Stored data
---
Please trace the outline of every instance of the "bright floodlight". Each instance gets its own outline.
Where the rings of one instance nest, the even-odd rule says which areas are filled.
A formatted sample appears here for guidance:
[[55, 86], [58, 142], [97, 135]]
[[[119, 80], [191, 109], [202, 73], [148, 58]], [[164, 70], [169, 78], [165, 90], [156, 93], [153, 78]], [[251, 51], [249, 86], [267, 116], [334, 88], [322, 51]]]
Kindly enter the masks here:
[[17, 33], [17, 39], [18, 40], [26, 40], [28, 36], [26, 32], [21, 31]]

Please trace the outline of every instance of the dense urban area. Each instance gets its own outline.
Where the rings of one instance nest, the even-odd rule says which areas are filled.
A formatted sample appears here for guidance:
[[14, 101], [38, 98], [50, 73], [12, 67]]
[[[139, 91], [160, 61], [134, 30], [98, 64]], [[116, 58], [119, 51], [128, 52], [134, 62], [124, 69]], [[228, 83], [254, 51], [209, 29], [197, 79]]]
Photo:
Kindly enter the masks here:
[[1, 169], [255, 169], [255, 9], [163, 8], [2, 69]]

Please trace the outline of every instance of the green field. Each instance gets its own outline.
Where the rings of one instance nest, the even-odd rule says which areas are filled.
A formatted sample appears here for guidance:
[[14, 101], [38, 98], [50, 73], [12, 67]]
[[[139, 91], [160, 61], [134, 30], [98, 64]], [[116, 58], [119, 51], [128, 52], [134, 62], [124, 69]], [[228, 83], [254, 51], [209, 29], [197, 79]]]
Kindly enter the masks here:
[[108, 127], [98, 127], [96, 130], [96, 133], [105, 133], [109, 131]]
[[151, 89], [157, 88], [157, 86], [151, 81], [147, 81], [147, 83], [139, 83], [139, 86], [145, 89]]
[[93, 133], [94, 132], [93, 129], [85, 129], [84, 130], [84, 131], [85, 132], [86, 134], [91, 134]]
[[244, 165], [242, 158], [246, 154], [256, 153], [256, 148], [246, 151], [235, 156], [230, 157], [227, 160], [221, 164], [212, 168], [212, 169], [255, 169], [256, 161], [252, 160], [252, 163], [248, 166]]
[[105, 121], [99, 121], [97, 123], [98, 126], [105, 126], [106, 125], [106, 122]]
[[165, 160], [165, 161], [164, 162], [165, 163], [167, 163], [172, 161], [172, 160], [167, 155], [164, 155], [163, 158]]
---
Exercise instructions – Rewrite every line between the lines holding "Please trace the outline of every instance of the dense" and "[[1, 169], [255, 169], [255, 9], [163, 8], [2, 69]]", inclusive, with the requests kept as they are. Scale each polygon coordinate in the answers by 1.25 and round to the nearest whole number, with halves going up. Leave the numbers in the requests and their format samples unchanged.

Output –
Please trace the outline of every instance of the dense urban area. Each instance gets its own outline.
Where the rings of one instance nest, the even-odd rule says which areas are filled.
A formatted sample appears here for guidance:
[[14, 101], [38, 98], [50, 73], [12, 67]]
[[[139, 91], [160, 61], [134, 30], [98, 64]], [[116, 58], [119, 51], [128, 52], [134, 62], [124, 69]], [[228, 83], [254, 51], [209, 29], [197, 79]]]
Photo:
Kindly enter the masks here:
[[1, 211], [319, 211], [319, 11], [204, 10], [3, 86]]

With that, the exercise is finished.